• _STUDY TEXT_
-- -- --

After her previous statement, I specifically asked the minister why the issue was not picked up by previous audits and her response was that
“no cases were found through that national audit system until 2020”.—[Official Report, 24 June 2021; c 30.]
That is patently inaccurate, given the previous audits. I hope that the minister will correct the parliamentary record.
However, more important is that we will never know whether that gross oversight contributed to the deaths of three women who deserved so much better. Will the minister apologise for the Scottish Government’s failure and assure the chamber that it will never happen again?
Maree Todd:
The audits, incidents and reviews that previously took place were all more limited in scope, with very different starting points from the current incident and a narrower focus of investigation. Because of that, those historical audits could not have picked up the wider issues that we have now identified. In particular, none of the previous reviews would have picked up the small number of cases that first brought the incident to light when they were discovered by one health board in December 2020.
Furthermore, and importantly, there was consensus among Scottish screening exercises that the errors that had been identified in the earlier audits had been corrected, and that the issues that had caused them had been resolved. We have been advised by clinicians who are involved in the screening programme that, given the available evidence at the time, the audits were considered to be an appropriate and proportionate response.
However, like Jackie Baillie, with the benefit of hindsight, I can say that it is important to ask whether opportunities were missed to look further and to identify wider issues earlier. I understand that and agree that questions can and should be asked about whether opportunities were missed, which is why we are dealing with the matter as we are.

-- -- --

• _RECORDS SUPPLIED_

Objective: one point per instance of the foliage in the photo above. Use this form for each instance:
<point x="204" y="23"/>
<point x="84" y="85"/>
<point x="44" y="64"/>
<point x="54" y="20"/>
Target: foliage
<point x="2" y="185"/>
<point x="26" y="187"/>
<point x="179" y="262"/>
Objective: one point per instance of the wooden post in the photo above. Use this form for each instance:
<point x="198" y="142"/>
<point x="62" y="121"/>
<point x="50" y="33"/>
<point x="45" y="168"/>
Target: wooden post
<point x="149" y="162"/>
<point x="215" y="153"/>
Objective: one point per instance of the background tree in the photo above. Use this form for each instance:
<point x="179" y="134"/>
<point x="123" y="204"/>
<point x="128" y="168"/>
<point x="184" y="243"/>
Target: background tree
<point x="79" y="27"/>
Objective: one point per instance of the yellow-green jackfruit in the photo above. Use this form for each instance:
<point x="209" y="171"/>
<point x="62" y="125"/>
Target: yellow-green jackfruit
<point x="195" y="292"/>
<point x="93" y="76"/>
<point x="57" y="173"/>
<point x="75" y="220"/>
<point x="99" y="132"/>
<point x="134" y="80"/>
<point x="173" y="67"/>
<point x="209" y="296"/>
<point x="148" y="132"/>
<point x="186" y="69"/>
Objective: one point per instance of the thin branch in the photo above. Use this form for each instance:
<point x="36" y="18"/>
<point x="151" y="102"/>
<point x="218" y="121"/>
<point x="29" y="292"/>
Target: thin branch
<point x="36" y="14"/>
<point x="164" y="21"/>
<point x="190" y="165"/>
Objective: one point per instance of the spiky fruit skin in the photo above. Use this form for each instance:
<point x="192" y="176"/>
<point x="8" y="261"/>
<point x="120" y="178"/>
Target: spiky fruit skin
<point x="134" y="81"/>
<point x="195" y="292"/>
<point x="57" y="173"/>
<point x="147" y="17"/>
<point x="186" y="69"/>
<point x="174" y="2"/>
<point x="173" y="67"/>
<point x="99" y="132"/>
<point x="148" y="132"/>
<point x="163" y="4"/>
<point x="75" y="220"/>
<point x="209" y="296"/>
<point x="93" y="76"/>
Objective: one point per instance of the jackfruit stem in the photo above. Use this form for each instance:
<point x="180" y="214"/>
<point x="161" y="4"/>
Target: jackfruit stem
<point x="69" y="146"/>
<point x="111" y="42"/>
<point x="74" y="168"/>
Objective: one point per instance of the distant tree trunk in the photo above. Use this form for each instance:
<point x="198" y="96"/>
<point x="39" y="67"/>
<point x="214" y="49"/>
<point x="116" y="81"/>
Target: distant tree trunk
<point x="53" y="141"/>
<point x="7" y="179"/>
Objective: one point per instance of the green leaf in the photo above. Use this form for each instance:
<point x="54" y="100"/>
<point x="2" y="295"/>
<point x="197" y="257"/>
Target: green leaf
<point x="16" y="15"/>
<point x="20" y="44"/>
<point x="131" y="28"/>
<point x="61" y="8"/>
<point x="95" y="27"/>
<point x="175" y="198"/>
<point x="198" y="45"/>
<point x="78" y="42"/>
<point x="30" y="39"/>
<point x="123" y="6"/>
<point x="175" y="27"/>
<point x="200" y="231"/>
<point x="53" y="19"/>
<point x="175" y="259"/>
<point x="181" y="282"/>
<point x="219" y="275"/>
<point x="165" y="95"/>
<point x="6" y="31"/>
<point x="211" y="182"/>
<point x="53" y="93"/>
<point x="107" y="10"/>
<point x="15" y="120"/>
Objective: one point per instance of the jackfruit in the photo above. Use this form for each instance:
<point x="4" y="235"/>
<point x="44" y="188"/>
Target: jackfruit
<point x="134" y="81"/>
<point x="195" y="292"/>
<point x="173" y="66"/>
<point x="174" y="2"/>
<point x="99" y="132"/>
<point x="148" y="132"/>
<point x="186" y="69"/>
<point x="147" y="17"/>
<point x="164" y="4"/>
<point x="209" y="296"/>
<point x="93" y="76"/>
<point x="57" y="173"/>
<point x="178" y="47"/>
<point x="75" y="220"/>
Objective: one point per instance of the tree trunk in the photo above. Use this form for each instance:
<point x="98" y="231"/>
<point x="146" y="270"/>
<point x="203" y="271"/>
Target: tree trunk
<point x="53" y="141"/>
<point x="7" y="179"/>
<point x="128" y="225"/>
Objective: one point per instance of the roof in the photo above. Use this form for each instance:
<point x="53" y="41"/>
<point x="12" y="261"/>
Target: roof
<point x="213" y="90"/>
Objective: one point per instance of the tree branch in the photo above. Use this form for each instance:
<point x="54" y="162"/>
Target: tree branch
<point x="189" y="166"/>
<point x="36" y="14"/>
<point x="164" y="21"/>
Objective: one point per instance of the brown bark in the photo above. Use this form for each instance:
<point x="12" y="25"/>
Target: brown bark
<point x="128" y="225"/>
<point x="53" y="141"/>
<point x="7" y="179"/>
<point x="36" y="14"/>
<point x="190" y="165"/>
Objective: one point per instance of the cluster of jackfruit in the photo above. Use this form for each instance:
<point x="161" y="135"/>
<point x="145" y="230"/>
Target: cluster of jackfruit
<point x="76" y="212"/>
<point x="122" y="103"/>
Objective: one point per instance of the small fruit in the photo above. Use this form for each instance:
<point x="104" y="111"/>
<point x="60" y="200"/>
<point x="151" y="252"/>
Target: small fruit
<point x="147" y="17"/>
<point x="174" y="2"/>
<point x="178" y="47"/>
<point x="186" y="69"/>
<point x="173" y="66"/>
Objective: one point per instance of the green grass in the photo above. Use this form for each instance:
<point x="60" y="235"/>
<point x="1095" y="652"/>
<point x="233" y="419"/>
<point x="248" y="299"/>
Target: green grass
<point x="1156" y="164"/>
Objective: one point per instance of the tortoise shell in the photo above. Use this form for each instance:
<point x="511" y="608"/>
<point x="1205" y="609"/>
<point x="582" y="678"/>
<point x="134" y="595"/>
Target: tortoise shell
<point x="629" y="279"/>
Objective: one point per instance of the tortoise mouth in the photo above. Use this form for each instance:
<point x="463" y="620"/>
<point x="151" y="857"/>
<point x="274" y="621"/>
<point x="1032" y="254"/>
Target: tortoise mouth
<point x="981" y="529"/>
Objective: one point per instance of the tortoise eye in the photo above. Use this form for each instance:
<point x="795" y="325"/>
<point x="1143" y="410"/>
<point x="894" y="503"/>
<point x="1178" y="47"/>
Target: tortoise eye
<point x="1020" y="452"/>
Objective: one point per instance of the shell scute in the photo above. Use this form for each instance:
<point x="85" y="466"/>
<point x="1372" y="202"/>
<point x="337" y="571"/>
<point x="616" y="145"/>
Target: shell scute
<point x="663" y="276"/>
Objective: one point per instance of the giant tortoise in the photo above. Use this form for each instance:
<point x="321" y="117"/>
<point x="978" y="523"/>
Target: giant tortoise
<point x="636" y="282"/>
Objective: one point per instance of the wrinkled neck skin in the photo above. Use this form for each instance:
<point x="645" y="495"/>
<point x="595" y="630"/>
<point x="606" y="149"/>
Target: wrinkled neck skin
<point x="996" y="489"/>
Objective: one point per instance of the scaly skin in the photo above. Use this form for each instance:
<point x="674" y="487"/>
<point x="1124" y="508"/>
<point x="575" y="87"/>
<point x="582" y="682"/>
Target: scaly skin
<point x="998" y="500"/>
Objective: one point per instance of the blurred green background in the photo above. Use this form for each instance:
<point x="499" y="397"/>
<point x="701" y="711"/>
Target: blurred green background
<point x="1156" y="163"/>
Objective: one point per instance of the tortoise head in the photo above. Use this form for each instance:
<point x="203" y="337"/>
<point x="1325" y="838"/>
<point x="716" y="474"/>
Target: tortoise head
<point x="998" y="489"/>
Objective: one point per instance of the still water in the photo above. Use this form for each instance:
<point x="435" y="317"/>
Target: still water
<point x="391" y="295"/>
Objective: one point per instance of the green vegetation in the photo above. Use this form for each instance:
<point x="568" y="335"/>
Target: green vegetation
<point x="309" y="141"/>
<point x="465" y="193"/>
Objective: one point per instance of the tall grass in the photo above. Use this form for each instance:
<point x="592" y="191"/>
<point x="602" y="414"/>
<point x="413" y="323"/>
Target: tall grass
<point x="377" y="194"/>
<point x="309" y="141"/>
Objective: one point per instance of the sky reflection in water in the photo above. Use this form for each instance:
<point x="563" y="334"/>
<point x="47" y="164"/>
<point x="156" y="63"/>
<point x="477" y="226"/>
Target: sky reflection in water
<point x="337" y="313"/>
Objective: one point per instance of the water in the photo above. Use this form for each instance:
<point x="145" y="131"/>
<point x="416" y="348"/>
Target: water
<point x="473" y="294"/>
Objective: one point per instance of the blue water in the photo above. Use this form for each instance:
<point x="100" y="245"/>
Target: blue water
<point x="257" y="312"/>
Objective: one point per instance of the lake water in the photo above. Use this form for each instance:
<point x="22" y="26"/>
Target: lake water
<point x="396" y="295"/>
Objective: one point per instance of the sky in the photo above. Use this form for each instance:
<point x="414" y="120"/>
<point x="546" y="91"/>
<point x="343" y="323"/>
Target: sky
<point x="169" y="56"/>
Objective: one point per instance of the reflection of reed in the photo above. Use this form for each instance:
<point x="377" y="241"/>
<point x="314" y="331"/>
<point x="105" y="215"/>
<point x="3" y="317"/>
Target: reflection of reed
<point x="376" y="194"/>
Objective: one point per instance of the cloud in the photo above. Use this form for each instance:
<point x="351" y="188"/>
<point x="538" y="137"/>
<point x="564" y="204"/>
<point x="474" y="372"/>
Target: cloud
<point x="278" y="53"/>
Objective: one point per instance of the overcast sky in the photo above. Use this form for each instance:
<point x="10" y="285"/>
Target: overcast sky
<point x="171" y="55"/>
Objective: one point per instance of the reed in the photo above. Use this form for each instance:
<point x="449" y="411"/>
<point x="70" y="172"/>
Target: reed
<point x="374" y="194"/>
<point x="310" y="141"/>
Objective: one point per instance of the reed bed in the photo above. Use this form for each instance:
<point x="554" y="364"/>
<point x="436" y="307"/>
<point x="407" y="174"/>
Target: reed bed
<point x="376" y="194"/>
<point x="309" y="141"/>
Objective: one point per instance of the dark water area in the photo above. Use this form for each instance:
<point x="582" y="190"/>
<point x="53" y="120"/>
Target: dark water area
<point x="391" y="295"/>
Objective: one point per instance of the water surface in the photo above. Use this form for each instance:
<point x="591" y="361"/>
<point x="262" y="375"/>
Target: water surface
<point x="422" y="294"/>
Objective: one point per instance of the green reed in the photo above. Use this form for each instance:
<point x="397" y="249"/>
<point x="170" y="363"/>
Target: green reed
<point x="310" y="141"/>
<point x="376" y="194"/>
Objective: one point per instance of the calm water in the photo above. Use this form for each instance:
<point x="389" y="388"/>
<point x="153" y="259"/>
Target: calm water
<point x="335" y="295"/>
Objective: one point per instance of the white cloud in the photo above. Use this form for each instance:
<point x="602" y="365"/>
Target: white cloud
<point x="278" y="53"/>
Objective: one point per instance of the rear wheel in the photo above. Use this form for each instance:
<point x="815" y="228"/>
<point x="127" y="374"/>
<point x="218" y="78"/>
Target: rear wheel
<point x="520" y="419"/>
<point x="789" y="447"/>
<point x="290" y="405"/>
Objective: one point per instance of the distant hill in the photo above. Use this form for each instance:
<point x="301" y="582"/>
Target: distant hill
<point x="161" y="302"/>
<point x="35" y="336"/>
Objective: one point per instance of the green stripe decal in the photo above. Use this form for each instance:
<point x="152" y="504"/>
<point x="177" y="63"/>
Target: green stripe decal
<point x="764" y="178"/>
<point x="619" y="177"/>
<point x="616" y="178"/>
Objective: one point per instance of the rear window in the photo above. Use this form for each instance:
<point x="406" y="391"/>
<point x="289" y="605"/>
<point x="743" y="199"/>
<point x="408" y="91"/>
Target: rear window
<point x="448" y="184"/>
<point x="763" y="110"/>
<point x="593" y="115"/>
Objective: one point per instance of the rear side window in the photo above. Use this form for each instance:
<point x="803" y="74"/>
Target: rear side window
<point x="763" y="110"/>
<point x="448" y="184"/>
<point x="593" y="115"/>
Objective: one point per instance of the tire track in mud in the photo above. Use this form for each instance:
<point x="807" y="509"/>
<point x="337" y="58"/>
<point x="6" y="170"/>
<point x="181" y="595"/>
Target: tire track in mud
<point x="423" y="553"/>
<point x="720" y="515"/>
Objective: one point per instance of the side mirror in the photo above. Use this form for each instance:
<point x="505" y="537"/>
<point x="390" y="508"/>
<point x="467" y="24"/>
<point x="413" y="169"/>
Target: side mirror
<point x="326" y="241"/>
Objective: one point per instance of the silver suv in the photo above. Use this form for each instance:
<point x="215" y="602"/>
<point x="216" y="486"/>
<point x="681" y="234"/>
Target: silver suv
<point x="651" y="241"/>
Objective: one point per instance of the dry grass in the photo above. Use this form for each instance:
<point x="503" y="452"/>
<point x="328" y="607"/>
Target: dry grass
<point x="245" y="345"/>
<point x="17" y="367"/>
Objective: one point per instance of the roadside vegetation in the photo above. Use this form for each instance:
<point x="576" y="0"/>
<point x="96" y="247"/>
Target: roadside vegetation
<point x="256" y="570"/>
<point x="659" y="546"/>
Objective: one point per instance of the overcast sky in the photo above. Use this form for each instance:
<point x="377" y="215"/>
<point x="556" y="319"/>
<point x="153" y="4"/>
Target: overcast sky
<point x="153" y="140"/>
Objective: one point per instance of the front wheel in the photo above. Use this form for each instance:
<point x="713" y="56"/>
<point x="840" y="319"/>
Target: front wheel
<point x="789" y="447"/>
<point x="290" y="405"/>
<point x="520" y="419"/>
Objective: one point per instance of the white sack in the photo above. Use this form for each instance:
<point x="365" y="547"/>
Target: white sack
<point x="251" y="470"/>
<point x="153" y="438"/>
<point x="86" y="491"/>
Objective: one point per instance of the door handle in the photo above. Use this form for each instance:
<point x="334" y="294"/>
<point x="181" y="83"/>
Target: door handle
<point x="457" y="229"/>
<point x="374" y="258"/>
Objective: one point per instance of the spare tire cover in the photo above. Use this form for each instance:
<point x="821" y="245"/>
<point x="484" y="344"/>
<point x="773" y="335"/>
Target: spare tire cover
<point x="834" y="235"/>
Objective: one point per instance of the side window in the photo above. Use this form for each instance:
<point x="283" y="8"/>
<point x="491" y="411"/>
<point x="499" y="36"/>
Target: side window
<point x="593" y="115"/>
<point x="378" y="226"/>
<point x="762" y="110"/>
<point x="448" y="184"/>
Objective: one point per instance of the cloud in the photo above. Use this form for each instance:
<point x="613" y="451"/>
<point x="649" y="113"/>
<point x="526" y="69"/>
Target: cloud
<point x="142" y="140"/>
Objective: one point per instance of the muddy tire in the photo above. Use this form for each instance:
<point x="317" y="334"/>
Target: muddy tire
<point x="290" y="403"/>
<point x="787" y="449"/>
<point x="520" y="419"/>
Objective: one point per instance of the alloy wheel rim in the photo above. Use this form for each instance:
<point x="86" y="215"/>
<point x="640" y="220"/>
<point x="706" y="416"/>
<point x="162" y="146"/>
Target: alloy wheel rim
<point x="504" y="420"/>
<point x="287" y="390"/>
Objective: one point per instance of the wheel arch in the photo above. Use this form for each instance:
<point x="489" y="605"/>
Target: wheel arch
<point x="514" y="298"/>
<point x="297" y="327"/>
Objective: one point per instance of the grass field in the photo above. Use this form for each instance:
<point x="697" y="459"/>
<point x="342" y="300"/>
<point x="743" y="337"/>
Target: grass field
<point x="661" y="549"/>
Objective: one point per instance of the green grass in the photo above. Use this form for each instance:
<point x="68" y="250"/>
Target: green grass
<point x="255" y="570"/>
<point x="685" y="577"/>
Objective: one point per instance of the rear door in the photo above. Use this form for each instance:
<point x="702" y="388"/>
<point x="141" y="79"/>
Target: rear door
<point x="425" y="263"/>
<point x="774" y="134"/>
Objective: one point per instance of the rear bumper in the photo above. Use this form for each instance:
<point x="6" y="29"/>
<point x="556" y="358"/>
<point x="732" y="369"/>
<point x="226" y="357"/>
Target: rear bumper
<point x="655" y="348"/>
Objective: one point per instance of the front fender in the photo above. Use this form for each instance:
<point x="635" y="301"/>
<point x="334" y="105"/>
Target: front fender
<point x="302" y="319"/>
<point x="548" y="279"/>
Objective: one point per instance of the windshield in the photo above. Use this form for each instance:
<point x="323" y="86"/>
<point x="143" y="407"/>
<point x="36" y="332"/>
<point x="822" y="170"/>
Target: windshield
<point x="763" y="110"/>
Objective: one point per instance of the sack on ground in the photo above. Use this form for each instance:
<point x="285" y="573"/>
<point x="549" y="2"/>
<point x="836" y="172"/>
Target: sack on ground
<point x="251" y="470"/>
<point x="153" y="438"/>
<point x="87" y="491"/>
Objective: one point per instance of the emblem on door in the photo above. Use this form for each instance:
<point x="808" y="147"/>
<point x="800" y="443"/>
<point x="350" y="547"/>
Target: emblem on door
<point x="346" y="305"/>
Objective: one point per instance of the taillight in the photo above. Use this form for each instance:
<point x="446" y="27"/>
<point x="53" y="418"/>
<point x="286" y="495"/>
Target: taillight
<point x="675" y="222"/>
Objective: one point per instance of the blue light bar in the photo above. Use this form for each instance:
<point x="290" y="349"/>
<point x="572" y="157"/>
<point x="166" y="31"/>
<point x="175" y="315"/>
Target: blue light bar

-- -- --

• _PROMPT_
In the parliamentary exchange, when did one health board discover the small number of cases that first brought the incident to light?

• _TASK SOLUTION_
In December 2020.